- _Seitenauszug_:
Die Bewegungen, welche wir überall bemerken, die Unruhe

Die Zukunft.

Wenn man dem Streben zuschaut, welches jetzt überall Denkmale setzt, Jubiläen vorbereitet, und alte Burgen wiederherstellt, so sollte man beinahe glauben, der alte Janus habe sein vorwärts blickendes Antlitz eingebüßt, und vermöge nur im Rückblicke auf vergangene Zeiten sich zu überzeugen, daß er noch existire. Bei näherer Betrachtung aber findet man vielleicht, daß jenen Dingen allen gerade die Idee zu Grunde liege, eine gesicherte Zukunft durch Anknüpfen derselben an die Vergangenheit zu gründen, und das zur Linie zu verbinden, was seither sich nur in einzelnen Punkten darstellen wollte.

In der organischen Welt, ja in den Einzelnwesen kann man gewisse Zeiträume beobachten, wo alle guten und schlechten Säfte in Bewegung kommen, zu neuen Bildungen oder zu Abscessen sich sammeln, und durch ihr Aufgähren eine ungewöhnliche Unruhe erzeugen. Solch eine Epoche scheint die gegenwärtige in der politischen Welt zu seyn. Nicht als ob auch nur Eine Regierung einen Kampf herbeizuführen wünschte, oder die Nachbarn mit bedrohlichen Planen aufschreckte; im Gegentheil ist die Ueberzeugung nie lebendiger gewesen, daß vor Allem Friede und ruhige Entwicklung Allen eine Lebensbedingung sey. Ja, der Vorwurf, der Ehre und Würde des Volks oder der Krone zu viel zu vergeben, wird hie und da vernommen, das Gegentheil nie.

Der Grund dieser Bewegung muß demnach in den Massen, in der Gestaltung der socialen Verhältnisse liegen.

Daß in England der Fabricant wohlfeileren Taglohn wünscht, der Arbeiter in den Fabriken sein Brod nicht übertheuer bezahlen will, ist begreiflich; weniger begreiflich aber ist es, daß die Grundbesitzer den ganz einfachen Satz nicht verstehen wollen, daß wenn Alles in Folge freier Mitbewerbung wohlfeiler seyn wird, das geringere Pachtgeld, welches sie beziehen werden, denselben Werth wie früher das größere darstellen, und das gesammelte Capital mehr bedeuten wird, als seither. Es erscheint also hier ein Streit der hergebrachten Form mit den wahren Interessen, und die Entscheidung wird segensreich für Alle ausfallen, wenn Vernunft und Gerechtigkeit siegen werden, schrecklich für Alle, wenn die Verzweiflung das Vorenthaltene gewaltsam an sich reißen muß – die Normannen werden die Sachsen nicht zum zweitenmale besiegen.

Und Frankreich, jener Vorfechter der Ideen der Neuzeit, ist es nicht mit seinem Sperrsysteme, seinem Algerien, seinen stets wiederkehrenden Ministerwechseln in demselben unbehaglichen, ja in einem für Ruhe, Privatvermögen, politische Stellung ungesicherten Zustande, wenn wir bedenken, daß dieses Alles in Frage gestellt werden kann, so wie Ein Mann die Schuld der Natur bezahlen muß?

- _Datenübersicht_:
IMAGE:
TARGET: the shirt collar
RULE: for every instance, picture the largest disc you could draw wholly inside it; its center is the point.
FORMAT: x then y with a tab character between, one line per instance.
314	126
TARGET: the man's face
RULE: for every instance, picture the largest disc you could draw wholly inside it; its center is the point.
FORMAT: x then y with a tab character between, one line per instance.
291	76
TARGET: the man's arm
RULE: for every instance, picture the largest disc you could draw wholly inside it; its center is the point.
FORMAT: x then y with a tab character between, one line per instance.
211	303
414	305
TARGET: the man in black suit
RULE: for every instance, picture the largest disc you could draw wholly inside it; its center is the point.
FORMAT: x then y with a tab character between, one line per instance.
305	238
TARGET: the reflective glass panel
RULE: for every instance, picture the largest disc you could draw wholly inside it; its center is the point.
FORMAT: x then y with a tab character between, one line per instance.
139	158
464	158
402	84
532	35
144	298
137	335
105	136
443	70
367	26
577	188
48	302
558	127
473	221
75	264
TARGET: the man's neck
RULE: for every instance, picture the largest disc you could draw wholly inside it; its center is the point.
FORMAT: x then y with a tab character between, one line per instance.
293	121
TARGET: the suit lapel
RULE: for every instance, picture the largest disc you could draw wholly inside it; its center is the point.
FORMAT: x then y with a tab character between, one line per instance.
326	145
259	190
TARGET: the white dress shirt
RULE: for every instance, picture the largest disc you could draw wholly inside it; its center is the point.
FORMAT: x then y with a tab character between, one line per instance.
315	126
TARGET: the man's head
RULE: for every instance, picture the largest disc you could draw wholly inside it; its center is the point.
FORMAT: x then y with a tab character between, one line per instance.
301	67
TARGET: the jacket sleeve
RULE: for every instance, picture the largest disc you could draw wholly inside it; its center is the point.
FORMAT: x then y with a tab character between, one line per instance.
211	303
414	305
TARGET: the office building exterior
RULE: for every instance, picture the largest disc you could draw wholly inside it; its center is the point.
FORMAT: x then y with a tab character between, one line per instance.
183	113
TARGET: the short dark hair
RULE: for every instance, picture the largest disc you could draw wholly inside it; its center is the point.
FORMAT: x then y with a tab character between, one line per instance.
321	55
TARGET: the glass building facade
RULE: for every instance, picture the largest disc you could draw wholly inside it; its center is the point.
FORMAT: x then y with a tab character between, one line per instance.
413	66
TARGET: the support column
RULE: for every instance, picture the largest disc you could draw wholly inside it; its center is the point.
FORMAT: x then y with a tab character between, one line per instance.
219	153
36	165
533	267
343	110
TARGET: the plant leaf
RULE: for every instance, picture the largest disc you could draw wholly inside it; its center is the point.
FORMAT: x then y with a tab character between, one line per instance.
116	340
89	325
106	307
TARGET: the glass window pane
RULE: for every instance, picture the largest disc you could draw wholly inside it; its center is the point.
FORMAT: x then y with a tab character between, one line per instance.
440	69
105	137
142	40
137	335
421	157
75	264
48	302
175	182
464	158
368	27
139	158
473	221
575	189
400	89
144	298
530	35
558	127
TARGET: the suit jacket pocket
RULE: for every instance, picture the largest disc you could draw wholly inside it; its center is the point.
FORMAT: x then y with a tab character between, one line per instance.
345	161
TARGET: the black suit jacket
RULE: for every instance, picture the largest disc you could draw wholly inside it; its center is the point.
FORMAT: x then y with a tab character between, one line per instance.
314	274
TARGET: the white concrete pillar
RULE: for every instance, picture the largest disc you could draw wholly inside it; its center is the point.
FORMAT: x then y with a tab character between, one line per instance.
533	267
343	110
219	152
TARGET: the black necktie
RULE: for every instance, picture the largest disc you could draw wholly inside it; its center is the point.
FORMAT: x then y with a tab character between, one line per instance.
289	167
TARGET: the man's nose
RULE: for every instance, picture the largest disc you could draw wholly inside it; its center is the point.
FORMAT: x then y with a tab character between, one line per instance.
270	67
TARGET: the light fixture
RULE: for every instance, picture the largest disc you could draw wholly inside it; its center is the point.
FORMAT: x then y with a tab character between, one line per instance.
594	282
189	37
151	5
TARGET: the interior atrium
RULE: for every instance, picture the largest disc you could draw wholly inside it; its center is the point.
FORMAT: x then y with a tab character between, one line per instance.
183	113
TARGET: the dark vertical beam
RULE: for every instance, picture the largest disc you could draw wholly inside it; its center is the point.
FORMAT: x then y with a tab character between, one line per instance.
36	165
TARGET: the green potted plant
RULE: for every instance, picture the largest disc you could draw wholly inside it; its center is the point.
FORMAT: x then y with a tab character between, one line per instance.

- _Schriftliche Aufgabe 1_:
Beantworte zum Aufsatz über die Zukunft die folgenden drei Fragen:
(a) Welche drei Bestrebungen nennt der Aufsatz gleich zu Beginn?
(b) Wo muss nach dem Aufsatz der Grund der Bewegung liegen?
(c) Welche drei Dinge Frankreichs führt der Aufsatz an?
- _Schriftliche Aufgabe 2_:
Führe den Aufsatz über die Zukunft nach seinem letzten Satz weiter.

- _Antwort 1_:
(a) Überall werden Denkmale gesetzt, Jubiläen vorbereitet und alte Burgen wiederhergestellt.
(b) Der Grund liegt in den Massen, in der Gestaltung der socialen Verhältnisse.
(c) Der Aufsatz nennt Frankreichs Sperrsystem, sein Algerien und seine stets wiederkehrenden Ministerwechsel.

- _Antwort 2_:
Wenn unter den Völkern deutscher Zunge sich die kirchlichen, constitutionellen und gewerblichen Fragen noch nicht zu socialen gesteigert haben, so ist dieses nur theilweise dem ruhigeren zuwartenden Charakter des Volks und dem Allen sich aufdringenden Bedürfnisse eines besonnenen Vorschreitens zuzuschreiben. Aber ein Anstoß von außen, wie der der Juliuswoche war, dürfte zwar auf ganz andere Weise als vor zehn Jahren, aber er dürfte dennoch Bewegungen herbeiführen, deren Tragweite kein menschlicher Verstand zu berechnen vermag. Holland, welches endlich über seine Finanzen ins Klare gelangen, Belgien, wo der natürliche Zug der Volksthümlichkeit und des Handelsinteresses gegen Deutschland endlich obsiegen muß; Dänemark mit den endlosen Verwicklungen einer trostlosen Schuldenmasse, eines Mißverhältnisses der Ansprüche an äußere Geltung mit den Kräften, der Bedürfnisse des Volks mit dem Formen der Regierung, des deutschen und des scandinavischen Princips in seinen Völkern; Schweden, welches mit Einem Schlage eingewurzelte Mißbräuche abschaffen und die gegen außen vorläufig nicht erforderte Kraft gegen innen kehren möchte – sie alle geben Zeugniß von der steigenden Macht der Massen, des Gesellschaftsgeistes, der materiellen Interessen, welche gar viele geistige erfordern und einhüllen. Sogar der Normalstaat der autokratischen Form sieht – eben wegen dieser – sehr Vieles lediglich durch die Persönlichkeit seines Herrschers bedingt, und die hohe Pforte, deren Daseyn nun eben so zärtlich erhalten wird, als es vor Jahrhunderten von allen Abendländern bekämpft werden mußte, – die hohe Pforte sogar sucht der unvermeidlichen Altersschwäche durch Institutionen zu Hülfe zu kommen, welche die Welt in ihre Hand gegeben haben würden, wenn sie sie in den Zeiten ihrer Jugendkraft den gegenüberstehenden Völkern hätte anbieten mögen.

Eben darin nun, daß die Persönlichkeit der Gewalthaber sich den dinglichen Interessen unterordnen, oder wenigstens nach denselben modificiren muß, in dem Massenhaften der Strebungen liegt das Bedeutende der oben angedeuteten Bewegungen. Der Drang, mit vereinten Kräften zu wirken, steigt im Verhältniß der täglich zunehmenden atomistischen, zersetzenden Tendenzen, und die Anwendung des Grundsatzes der Associationen auf ganze Gruppen von Staaten scheint nur der erste Anfang einer neuen Aera im öffentlichen Leben zu seyn, und bei fortdauerndem Frieden eine Fähigkeit zu unendlicher Fortbildung in sich zu tragen.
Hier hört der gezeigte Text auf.